(ÉNONCÉ A) Modifiez la partie des enregistrements qui commence à la ligne contenant « give the mask of woodland background » et va jusqu'à la fin des enregistrements. Remplacez « outline » par « polygon » sans rien changer d'autre.
***** TEXTE CITÉ *****
Tout d'abord, le problème est souvent juridique. Même si l'œuvre d'un auteur est tombée dans le domaine public, il n'en demeure pas moins que le romancier qui décide de s'emparer d'une œuvre ancienne pour la poursuivre, la compléter, peut s'exposer aux descendants du romancier inspirateur. Le droit moral reste lui permanent et il est possible pour tout descendant légal de porter en justice l'œuvre transfictionnelle s'il juge que cette dernière n'est pas conforme à l'œuvre originel.

Certains cas illustrent les divergences dans la réception critique d'œuvres transfictionnelles par les descendants du romancier d'origine. Par exemple, le roman Scarlett d'Alexandra Ripley fut répudié par les héritiers de Margaret Mitchell alors que le livre Le Clan Rhett Butler de Donald Craig fut lui approuvé par ces mêmes héritiers (24).

C'est probablement un des éléments expliquant la frilosité de certains romanciers à poursuivre une œuvre ancienne par la voie de la transfictionnalité. La peur du procès est plausible si le romancier inspirateur est mort plus ou moins récemment et si des héritiers sont encore vivants et reconnus. Les héritiers peuvent craindre un manque à gagner ainsi qu'une atteinte à l'œuvre originelle. Ce fut le cas avec une suite des Misérables de Victor Hugo qui provoqua un long procès en France (25). On ne trouve pas ce même problème pour des ouvrages antiques comme les pièces de Sophocle.

De même, on peut imaginer une crainte d'un auteur à reprendre une œuvre ancienne de peur de perdre sa personnalité, de se faire éreinter par une communauté de fans ou de s'attaquer à plus grand que soi (la paralysie face au géant littéraire).
***** DONNÉES AFFICHÉES *****
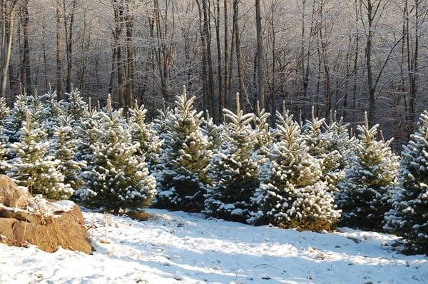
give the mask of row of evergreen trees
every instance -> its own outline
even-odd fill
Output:
[[[298,230],[339,222],[426,249],[428,112],[400,162],[367,119],[355,137],[335,116],[302,123],[284,110],[273,129],[269,113],[244,114],[238,98],[220,126],[185,89],[151,123],[143,106],[125,116],[110,98],[93,108],[78,91],[59,103],[51,92],[19,95],[12,109],[0,99],[0,172],[34,194],[108,211],[151,203]]]

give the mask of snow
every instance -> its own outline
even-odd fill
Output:
[[[428,258],[392,251],[392,235],[299,233],[148,211],[157,217],[83,213],[93,255],[0,245],[0,283],[428,283]]]

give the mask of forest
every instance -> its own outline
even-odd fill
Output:
[[[153,119],[186,85],[215,123],[257,102],[379,123],[399,151],[427,106],[424,0],[2,0],[1,93],[78,88]],[[275,124],[275,116],[270,123]]]

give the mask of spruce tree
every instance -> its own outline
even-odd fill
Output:
[[[138,106],[136,101],[134,108],[129,110],[129,131],[134,142],[140,143],[137,154],[144,156],[151,168],[159,163],[159,153],[162,141],[153,129],[153,123],[146,123],[147,109],[144,105]]]
[[[303,136],[310,155],[320,161],[322,181],[327,181],[330,191],[336,191],[337,186],[345,178],[346,169],[353,156],[355,143],[350,137],[349,124],[343,123],[343,118],[337,120],[332,116],[327,124],[312,111],[312,119],[303,126]]]
[[[72,90],[67,94],[67,108],[68,113],[73,117],[75,123],[78,123],[88,110],[88,106],[85,102],[78,90]]]
[[[66,108],[58,118],[59,126],[56,127],[54,134],[55,156],[60,161],[57,169],[64,176],[64,182],[76,191],[82,186],[83,181],[79,175],[86,163],[74,160],[77,151],[77,138],[72,128],[74,119],[68,114]]]
[[[10,117],[6,121],[5,133],[11,143],[19,140],[19,131],[25,121],[26,111],[28,111],[29,98],[26,94],[19,93],[15,97],[14,107]]]
[[[6,101],[6,98],[0,97],[0,125],[4,126],[6,120],[11,113],[11,110],[9,108]]]
[[[392,208],[385,215],[385,229],[407,240],[411,252],[428,253],[428,111],[403,146],[399,182]]]
[[[123,127],[122,109],[113,110],[110,96],[101,116],[100,135],[90,146],[89,166],[83,174],[85,191],[80,196],[83,203],[116,213],[148,206],[156,181],[144,158],[136,155],[140,145],[132,141]]]
[[[254,126],[255,131],[259,133],[257,137],[257,143],[255,152],[262,158],[269,153],[270,144],[273,141],[273,134],[270,132],[268,118],[270,114],[263,108],[260,111],[259,103],[257,103],[257,113],[254,116]]]
[[[43,129],[26,111],[26,119],[19,131],[19,142],[11,145],[16,157],[8,173],[17,184],[26,187],[32,194],[42,194],[51,199],[67,199],[73,193],[64,176],[56,170],[59,161],[49,155],[48,141],[41,140]]]
[[[339,183],[337,203],[342,210],[344,225],[367,230],[381,230],[389,209],[391,186],[396,183],[398,157],[391,151],[392,139],[377,140],[379,125],[358,126],[356,156],[351,161],[344,181]]]
[[[163,147],[164,164],[158,175],[155,206],[172,210],[200,211],[203,208],[211,151],[203,134],[202,112],[193,108],[195,96],[188,98],[185,88],[176,97],[170,115]]]
[[[257,211],[249,223],[271,223],[297,230],[331,230],[340,217],[319,161],[309,154],[300,127],[287,111],[277,112],[279,142],[263,168],[253,201]]]
[[[245,223],[253,210],[251,197],[259,186],[263,162],[253,156],[258,132],[251,127],[253,113],[244,114],[236,96],[236,113],[223,113],[229,123],[225,126],[225,146],[213,157],[210,170],[213,185],[206,195],[208,216]]]

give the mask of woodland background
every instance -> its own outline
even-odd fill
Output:
[[[1,0],[1,95],[72,88],[148,109],[183,85],[214,121],[257,101],[353,128],[368,111],[400,149],[428,106],[427,0]],[[51,85],[51,87],[49,85]],[[275,116],[271,116],[275,119]],[[274,123],[275,121],[271,121]]]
*****
(ÉNONCÉ B) Réécrivez en entier le texte sur la transfictionnalité, sans rien y changer.

(RÉSULTAT A)
give the mask of woodland background
every instance -> its own polygon
even-odd fill
Output:
[[[1,0],[1,95],[72,88],[148,109],[183,85],[214,121],[257,101],[353,128],[368,111],[400,149],[428,106],[427,0]],[[51,85],[51,87],[49,85]],[[275,116],[271,116],[275,119]],[[274,123],[275,121],[271,121]]]

(RÉSULTAT B)
Tout d'abord, le problème est souvent juridique. Même si l'œuvre d'un auteur est tombée dans le domaine public, il n'en demeure pas moins que le romancier qui décide de s'emparer d'une œuvre ancienne pour la poursuivre, la compléter, peut s'exposer aux descendants du romancier inspirateur. Le droit moral reste lui permanent et il est possible pour tout descendant légal de porter en justice l'œuvre transfictionnelle s'il juge que cette dernière n'est pas conforme à l'œuvre originel.

Certains cas illustrent les divergences dans la réception critique d'œuvres transfictionnelles par les descendants du romancier d'origine. Par exemple, le roman Scarlett d'Alexandra Ripley fut répudié par les héritiers de Margaret Mitchell alors que le livre Le Clan Rhett Butler de Donald Craig fut lui approuvé par ces mêmes héritiers (24).

C'est probablement un des éléments expliquant la frilosité de certains romanciers à poursuivre une œuvre ancienne par la voie de la transfictionnalité. La peur du procès est plausible si le romancier inspirateur est mort plus ou moins récemment et si des héritiers sont encore vivants et reconnus. Les héritiers peuvent craindre un manque à gagner ainsi qu'une atteinte à l'œuvre originelle. Ce fut le cas avec une suite des Misérables de Victor Hugo qui provoqua un long procès en France (25). On ne trouve pas ce même problème pour des ouvrages antiques comme les pièces de Sophocle.

De même, on peut imaginer une crainte d'un auteur à reprendre une œuvre ancienne de peur de perdre sa personnalité, de se faire éreinter par une communauté de fans ou de s'attaquer à plus grand que soi (la paralysie face au géant littéraire).